▸ **Job**:
Show every line of the data below that contains the word "tree", treating uppercase and lowercase as different.

▸ **Data section**:
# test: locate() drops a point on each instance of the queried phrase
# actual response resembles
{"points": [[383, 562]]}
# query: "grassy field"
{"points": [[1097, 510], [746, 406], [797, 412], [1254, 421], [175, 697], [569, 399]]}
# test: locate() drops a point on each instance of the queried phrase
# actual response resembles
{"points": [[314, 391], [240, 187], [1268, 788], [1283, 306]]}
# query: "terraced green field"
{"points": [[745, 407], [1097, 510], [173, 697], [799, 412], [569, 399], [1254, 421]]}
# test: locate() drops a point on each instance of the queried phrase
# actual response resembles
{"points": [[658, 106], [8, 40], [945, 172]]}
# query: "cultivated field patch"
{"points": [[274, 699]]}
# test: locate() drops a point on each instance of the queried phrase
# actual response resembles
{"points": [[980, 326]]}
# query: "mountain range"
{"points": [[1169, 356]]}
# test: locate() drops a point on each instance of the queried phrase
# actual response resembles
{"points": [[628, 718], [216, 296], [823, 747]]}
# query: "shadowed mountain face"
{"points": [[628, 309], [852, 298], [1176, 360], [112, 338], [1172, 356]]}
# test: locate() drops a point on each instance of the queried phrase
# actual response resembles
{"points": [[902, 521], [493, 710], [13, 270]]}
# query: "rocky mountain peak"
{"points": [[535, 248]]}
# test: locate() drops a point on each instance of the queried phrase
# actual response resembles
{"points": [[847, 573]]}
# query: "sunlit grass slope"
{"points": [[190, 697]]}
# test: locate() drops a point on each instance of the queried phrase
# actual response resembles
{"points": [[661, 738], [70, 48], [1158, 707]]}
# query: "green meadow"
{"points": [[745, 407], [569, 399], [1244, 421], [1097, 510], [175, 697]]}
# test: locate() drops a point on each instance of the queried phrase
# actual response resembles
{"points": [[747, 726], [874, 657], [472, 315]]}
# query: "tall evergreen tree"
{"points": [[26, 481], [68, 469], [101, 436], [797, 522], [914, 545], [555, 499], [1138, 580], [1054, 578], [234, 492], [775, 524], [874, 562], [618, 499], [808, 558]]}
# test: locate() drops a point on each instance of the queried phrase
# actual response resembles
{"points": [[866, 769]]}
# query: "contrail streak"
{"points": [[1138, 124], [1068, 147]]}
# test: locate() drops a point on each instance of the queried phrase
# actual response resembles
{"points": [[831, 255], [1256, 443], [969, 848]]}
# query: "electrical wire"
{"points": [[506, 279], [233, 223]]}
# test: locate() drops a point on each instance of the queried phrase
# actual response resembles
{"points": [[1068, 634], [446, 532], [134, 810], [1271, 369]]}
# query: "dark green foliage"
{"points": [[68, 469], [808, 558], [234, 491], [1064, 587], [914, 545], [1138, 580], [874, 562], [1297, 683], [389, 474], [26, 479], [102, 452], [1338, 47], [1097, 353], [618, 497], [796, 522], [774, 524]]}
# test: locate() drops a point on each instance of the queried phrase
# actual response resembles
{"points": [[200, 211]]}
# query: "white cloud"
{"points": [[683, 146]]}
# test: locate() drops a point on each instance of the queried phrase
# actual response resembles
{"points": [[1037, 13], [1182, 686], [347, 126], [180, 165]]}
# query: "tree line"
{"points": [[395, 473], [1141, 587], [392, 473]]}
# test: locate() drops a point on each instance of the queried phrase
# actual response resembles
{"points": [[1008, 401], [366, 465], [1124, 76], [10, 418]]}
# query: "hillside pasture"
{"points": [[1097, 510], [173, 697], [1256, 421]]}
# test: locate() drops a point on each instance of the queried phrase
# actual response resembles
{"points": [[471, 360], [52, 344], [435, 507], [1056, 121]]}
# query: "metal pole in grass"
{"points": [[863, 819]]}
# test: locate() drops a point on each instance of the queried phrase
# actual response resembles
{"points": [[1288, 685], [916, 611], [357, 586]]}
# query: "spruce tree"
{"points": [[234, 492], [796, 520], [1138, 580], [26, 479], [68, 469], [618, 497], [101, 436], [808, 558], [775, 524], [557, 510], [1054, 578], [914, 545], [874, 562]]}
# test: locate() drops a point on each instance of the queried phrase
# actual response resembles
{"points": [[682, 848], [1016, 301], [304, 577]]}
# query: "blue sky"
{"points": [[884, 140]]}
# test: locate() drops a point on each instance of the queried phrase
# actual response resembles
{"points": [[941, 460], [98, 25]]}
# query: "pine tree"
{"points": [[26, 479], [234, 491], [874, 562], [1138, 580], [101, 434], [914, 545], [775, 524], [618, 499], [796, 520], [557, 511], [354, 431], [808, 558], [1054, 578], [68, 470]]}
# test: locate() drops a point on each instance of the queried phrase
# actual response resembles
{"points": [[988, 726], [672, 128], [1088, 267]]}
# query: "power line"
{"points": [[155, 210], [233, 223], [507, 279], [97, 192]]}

▸ **Response to the task**:
# query: "tall evergreen tree"
# query: "tree line"
# query: "spruce tree"
# query: "pine tree"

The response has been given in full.